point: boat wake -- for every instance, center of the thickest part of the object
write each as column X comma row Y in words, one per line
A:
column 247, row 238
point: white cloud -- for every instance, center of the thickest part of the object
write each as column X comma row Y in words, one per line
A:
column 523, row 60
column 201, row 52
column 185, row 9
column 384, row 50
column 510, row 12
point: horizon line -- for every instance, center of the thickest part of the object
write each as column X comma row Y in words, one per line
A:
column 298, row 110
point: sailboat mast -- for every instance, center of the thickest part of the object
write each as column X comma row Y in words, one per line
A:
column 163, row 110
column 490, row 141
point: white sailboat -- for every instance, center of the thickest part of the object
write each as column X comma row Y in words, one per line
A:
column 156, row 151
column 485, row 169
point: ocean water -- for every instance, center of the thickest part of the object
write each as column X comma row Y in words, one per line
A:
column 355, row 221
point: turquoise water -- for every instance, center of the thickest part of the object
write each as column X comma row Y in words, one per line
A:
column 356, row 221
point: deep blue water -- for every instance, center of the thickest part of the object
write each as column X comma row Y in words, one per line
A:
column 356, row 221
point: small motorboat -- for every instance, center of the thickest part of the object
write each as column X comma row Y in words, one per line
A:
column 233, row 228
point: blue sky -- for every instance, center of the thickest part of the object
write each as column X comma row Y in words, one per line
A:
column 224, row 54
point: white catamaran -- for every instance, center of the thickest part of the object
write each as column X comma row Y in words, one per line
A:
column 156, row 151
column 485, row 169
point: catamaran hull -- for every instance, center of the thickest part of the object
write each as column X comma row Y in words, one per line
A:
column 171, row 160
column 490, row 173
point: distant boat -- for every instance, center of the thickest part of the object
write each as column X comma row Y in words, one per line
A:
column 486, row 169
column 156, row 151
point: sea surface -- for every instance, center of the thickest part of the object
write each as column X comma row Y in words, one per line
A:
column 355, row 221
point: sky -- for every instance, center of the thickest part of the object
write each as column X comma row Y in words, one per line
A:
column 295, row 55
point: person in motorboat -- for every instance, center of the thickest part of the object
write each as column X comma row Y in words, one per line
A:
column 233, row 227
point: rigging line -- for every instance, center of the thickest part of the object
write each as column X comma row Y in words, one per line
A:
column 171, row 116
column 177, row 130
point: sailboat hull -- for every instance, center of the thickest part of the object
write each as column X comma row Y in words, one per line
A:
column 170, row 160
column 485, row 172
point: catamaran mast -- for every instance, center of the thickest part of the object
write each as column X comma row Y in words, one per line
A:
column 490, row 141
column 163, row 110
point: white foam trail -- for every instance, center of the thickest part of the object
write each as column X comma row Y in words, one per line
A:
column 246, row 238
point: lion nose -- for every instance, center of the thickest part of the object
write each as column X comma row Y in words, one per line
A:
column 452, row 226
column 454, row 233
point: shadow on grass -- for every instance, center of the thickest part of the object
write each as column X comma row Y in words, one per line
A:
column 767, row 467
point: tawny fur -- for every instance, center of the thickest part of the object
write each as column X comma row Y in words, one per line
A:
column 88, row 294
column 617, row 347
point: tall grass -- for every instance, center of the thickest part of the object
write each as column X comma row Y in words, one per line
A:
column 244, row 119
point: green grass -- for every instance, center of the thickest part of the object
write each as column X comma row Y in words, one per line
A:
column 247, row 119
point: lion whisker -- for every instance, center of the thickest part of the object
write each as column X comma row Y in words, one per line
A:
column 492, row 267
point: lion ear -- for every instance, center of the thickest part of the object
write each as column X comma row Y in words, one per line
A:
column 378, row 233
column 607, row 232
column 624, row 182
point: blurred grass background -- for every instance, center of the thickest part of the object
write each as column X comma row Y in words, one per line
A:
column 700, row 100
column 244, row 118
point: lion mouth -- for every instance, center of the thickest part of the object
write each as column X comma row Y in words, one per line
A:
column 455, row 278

**Problem:** Reproduce all the records above with "thickest" swapped for "widest" wherever it occurs, leaving everything else untouched.

**Correct response:**
point: boat wake -- for every instance, center of the widest part of the object
write each as column X comma row Y in words, one per line
A:
column 247, row 238
point: white cloud -- for every instance, center of the widest part of the object
write each as column X comma row Y in words, one per line
A:
column 523, row 60
column 201, row 52
column 185, row 9
column 384, row 50
column 510, row 12
point: horizon line -- for every instance, center of the widest part of the object
write each as column X comma row Y in words, one per line
A:
column 298, row 110
point: sailboat mast -- for every instance, center of the widest part of the object
write each as column X comma row Y in words, one per line
A:
column 163, row 110
column 490, row 141
point: white sailboat -- for every instance, center of the widest part of the object
write each as column X comma row Y in words, one per line
A:
column 156, row 151
column 485, row 169
point: ocean water -- for every instance, center of the widest part of the object
write each as column X comma row Y in words, one per line
A:
column 355, row 221
point: turquoise water -- for every instance, center of the widest part of the object
write each as column X comma row Y in words, one per line
A:
column 356, row 221
point: deep blue water -- for every instance, center of the widest part of the object
write each as column X comma row Y in words, one per line
A:
column 356, row 221
point: small motorboat -- for every instance, center of the widest part of the object
write each as column X comma row Y in words, one per line
A:
column 233, row 228
point: blue sky -- for every instance, center of the widest part of the object
write each as column X comma row Y in words, one per line
A:
column 224, row 54
point: white catamaran -- for every instance, center of the widest part of the object
write each as column X comma row Y in words, one per line
A:
column 156, row 151
column 485, row 169
point: catamaran hull -- for every instance, center of the widest part of the object
write each as column X comma row Y in words, one per line
A:
column 171, row 160
column 490, row 173
point: distant boat -- for every instance, center of the widest part of the object
write each as column X comma row Y in words, one per line
A:
column 486, row 169
column 156, row 151
point: sea surface -- for every instance, center of the widest part of the object
write each as column X comma row Y in words, one per line
A:
column 355, row 221
point: sky -- for every instance, center of the widest part of the object
write each as column X comma row Y in words, one per line
A:
column 295, row 55
point: person in motorboat -- for every instance, center of the widest part of the object
write each as column X comma row Y in words, one per line
A:
column 233, row 227
point: rigging line -- for every instance, center of the widest part of the object
write each as column X comma row Y in words, one per line
A:
column 171, row 116
column 177, row 130
point: sailboat hull -- for every instance, center of the widest part of the object
write each as column X comma row Y in words, one per line
A:
column 170, row 160
column 485, row 172
point: catamaran mast -- for every instance, center of the widest part of the object
write each as column X comma row Y in words, one per line
A:
column 490, row 141
column 163, row 110
point: white foam trail -- for every instance, center of the widest part of the object
write each as column X comma row Y in words, one per line
A:
column 246, row 238
point: lion nose -- for every instance, center of the widest part of the object
write each as column X comma row Y in words, one per line
A:
column 452, row 226
column 454, row 233
point: shadow on grass -- for every instance, center of the widest part of the object
write each as column X comma row Y in words, one per line
A:
column 767, row 467
point: tawny fur -- for every instance, center of the widest part of the object
write each as column X comma row Y in words, one per line
A:
column 88, row 294
column 617, row 347
point: tall grass -- for every instance, center of the widest part of the object
write each as column X comma row Y in words, one per line
A:
column 244, row 119
point: green grass -- for every instance, center of the widest part of the object
write each as column X comma row Y in words, one per line
A:
column 247, row 119
point: lion whisker -- for every instance, center of the widest part of the object
write each as column X comma row Y in words, one per line
A:
column 492, row 267
point: lion ear -- for every instance, center of the widest part of the object
write each as column X comma row Y in words, one per line
A:
column 378, row 233
column 607, row 232
column 624, row 182
point: blurred grass background -- for every instance, center of the widest part of the object
write each as column X comma row Y in words, one per line
A:
column 700, row 100
column 244, row 118
point: lion mouth -- for every instance, center of the widest part of the object
write each as column X comma row Y in words, one per line
A:
column 455, row 278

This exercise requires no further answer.